SET EXERCISE: Working from the line that contains "Given the photograph above, point out the brick paver" down to the last line below, repeat each line exactly.
── RAW RECORDS ──
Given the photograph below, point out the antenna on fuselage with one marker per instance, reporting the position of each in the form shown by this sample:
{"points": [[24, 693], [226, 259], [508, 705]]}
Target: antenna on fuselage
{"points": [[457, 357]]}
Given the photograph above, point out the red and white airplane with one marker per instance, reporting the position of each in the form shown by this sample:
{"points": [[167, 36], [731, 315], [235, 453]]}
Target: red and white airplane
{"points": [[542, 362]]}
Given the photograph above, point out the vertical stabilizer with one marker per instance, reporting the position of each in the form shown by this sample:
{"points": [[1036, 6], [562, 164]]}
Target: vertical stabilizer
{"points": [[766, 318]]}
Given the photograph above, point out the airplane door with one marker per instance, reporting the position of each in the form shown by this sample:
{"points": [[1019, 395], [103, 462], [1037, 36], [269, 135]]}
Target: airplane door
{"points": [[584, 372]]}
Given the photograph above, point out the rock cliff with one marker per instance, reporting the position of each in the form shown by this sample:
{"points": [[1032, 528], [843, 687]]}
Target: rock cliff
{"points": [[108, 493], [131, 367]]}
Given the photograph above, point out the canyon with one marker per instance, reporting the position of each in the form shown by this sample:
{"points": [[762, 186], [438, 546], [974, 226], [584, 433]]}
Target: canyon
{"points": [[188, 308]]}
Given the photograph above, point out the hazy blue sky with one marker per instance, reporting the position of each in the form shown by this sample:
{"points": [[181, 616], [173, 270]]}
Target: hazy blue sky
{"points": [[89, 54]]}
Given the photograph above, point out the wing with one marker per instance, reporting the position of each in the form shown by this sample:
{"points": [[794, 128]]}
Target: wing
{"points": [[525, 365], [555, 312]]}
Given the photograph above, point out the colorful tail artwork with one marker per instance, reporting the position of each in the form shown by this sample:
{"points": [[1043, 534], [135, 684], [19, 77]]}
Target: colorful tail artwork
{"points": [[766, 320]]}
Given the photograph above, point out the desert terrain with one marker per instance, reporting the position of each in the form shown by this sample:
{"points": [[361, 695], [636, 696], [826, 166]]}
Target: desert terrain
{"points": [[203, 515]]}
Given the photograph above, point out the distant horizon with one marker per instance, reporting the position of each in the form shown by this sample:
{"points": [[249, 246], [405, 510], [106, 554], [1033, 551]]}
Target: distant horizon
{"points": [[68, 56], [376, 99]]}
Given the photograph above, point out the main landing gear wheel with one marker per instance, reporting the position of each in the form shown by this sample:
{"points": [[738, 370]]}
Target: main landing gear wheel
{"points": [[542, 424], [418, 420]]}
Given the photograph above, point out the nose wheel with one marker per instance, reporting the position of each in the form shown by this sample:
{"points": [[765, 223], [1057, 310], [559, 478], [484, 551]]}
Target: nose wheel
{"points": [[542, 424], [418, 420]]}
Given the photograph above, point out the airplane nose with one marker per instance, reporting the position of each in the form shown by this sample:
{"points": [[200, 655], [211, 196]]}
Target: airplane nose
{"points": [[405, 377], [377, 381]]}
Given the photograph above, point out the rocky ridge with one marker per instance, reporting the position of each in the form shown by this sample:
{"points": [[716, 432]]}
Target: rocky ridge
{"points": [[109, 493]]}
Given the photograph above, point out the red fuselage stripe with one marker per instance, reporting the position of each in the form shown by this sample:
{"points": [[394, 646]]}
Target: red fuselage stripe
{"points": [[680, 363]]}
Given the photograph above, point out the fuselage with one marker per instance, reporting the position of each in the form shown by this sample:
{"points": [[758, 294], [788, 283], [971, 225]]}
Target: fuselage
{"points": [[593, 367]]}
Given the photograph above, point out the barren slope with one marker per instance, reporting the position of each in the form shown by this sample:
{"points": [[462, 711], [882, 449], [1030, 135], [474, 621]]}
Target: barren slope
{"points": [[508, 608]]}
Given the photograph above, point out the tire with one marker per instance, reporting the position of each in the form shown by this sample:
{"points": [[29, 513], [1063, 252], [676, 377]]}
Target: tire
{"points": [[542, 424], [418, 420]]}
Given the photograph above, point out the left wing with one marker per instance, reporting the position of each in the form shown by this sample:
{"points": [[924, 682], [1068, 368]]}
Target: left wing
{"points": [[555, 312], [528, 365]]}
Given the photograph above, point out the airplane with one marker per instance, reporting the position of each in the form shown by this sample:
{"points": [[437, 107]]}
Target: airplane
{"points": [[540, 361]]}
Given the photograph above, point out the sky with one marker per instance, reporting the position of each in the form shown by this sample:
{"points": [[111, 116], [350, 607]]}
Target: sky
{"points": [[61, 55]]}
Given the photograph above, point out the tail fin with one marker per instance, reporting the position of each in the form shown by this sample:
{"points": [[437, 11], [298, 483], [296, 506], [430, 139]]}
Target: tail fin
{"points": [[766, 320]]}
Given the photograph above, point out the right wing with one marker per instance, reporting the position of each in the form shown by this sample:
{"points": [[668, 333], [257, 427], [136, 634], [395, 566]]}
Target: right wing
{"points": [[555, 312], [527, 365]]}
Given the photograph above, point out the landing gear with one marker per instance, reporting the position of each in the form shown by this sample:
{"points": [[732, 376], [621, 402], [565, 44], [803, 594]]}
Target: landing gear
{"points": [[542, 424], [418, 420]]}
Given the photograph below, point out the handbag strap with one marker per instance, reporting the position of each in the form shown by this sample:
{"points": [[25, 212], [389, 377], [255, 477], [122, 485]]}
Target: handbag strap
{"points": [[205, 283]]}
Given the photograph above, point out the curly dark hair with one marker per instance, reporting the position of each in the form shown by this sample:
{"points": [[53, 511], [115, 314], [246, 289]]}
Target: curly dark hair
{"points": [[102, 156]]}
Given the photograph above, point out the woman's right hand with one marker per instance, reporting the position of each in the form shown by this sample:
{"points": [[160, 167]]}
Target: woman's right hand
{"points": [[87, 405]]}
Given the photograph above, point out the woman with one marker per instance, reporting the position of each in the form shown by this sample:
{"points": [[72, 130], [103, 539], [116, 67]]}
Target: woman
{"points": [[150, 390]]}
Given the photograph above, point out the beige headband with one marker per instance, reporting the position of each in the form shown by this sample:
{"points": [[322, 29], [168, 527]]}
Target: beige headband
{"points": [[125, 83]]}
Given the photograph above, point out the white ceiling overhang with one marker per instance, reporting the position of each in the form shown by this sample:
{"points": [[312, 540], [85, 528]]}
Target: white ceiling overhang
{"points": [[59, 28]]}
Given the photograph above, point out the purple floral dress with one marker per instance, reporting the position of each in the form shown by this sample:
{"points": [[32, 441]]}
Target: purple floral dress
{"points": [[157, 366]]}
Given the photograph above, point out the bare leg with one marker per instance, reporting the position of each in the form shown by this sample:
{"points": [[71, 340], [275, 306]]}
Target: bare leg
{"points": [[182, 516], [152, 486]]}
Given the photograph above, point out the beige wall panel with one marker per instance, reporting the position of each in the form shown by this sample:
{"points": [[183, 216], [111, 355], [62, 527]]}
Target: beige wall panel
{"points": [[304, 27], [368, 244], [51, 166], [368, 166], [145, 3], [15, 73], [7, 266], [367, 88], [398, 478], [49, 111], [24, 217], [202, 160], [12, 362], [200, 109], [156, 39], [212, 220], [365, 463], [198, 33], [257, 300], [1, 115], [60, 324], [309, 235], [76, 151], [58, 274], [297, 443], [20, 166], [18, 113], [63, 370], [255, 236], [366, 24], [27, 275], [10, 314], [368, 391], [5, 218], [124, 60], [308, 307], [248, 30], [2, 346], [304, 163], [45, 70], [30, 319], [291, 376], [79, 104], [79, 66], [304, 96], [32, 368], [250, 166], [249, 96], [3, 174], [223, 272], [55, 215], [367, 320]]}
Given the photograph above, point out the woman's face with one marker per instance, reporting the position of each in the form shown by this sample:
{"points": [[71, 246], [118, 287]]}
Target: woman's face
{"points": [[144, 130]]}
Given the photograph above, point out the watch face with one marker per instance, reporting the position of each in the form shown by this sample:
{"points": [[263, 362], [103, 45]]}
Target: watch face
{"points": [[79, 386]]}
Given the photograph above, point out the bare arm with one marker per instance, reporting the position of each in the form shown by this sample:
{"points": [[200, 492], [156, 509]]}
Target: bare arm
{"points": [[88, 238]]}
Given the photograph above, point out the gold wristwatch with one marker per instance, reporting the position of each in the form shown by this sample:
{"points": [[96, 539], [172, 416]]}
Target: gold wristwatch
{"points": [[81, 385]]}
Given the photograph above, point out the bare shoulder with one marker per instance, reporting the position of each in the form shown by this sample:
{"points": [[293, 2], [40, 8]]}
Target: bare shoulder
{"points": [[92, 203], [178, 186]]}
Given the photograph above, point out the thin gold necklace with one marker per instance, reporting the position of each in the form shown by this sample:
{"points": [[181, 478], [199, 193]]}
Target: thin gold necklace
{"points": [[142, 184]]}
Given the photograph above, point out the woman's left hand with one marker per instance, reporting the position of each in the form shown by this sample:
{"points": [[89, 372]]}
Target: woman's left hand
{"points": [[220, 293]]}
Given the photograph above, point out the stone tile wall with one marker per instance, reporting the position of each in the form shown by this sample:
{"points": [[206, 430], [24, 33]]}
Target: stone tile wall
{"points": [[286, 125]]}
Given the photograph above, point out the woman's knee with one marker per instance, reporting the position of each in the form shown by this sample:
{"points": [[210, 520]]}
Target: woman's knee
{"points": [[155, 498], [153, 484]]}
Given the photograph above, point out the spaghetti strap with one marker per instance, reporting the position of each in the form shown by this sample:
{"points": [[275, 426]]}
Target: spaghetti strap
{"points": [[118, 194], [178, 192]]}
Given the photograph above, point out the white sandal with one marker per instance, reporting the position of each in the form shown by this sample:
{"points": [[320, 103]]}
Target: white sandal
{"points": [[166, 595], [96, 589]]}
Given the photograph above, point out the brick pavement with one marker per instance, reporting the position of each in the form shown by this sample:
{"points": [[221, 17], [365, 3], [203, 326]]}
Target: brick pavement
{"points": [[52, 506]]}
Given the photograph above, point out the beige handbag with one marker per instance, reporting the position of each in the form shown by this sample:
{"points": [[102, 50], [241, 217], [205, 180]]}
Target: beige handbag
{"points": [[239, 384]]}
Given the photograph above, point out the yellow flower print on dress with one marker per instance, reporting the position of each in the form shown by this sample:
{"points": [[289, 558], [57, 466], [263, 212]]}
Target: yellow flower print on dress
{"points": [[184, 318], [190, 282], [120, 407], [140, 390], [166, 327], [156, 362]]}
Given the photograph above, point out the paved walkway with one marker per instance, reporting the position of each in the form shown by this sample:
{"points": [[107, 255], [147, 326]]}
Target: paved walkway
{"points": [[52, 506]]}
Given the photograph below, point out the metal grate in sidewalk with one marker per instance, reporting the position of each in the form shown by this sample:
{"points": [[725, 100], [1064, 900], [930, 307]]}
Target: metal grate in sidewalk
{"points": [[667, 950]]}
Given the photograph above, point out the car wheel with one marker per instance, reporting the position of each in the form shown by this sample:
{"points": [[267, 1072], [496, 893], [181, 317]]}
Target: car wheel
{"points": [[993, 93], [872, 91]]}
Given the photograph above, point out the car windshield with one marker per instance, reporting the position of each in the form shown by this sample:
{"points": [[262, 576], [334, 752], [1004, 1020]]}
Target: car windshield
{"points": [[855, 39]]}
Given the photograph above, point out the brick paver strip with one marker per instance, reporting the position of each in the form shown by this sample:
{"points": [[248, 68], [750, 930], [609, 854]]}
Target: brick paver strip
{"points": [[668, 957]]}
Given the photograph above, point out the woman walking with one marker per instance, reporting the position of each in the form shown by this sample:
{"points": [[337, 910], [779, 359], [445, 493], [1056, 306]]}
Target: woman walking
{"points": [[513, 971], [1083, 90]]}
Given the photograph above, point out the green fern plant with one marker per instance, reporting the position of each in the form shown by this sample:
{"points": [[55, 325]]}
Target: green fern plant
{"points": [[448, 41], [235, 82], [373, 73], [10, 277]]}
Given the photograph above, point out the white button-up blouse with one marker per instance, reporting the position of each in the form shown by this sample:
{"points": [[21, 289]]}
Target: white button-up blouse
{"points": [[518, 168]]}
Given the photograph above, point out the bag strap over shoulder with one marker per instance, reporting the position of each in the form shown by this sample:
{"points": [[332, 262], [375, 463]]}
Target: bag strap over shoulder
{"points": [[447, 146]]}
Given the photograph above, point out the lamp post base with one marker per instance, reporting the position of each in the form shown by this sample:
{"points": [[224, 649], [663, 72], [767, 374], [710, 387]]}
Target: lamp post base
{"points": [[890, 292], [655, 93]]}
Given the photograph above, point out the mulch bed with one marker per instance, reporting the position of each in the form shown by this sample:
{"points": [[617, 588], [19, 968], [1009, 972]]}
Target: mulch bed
───
ANSWER TO THIS TASK:
Given the photograph above, point out the brick paver strip with one marker per instance, reporting the position of each in the form shown by this sample:
{"points": [[248, 68], [750, 930], [609, 854]]}
Target: brick paver strip
{"points": [[668, 957]]}
Given the photograph above, point out the woman walking with one marker per instance, reporting the position of each in the form shown by this sample:
{"points": [[337, 910], [779, 359], [445, 493], [1056, 306]]}
Target: woman walking
{"points": [[513, 971], [1083, 90]]}
Given the photograph above, point out the green fern plant with one marker per instance, reporting the position of each in the form shown by this sample:
{"points": [[55, 325]]}
Target: green fern plant
{"points": [[448, 41], [235, 82], [373, 73], [10, 277]]}
Given the photograph above, point out the white button-up blouse with one marker per instance, reporting the position of each in the form shown by this sample:
{"points": [[21, 289]]}
Target: white button-up blouse
{"points": [[518, 168]]}
Given the photograph above, point out the bag strap over shoulder with one marker per instance, reporting the position of each in the form shown by this sample:
{"points": [[332, 262], [375, 463]]}
Target: bag strap over shoulder
{"points": [[447, 146]]}
Given the photograph above, point out the lamp post base with one marker per instance, reporting the position of each in the form shown by this sample:
{"points": [[224, 649], [663, 72], [767, 374], [710, 387]]}
Target: lamp post base
{"points": [[890, 292], [655, 93]]}
Given the photograph above, point out the mulch bed with one marker per instance, reporting the position of each in the form shown by this sample:
{"points": [[617, 588], [19, 968], [1009, 972]]}
Target: mulch bed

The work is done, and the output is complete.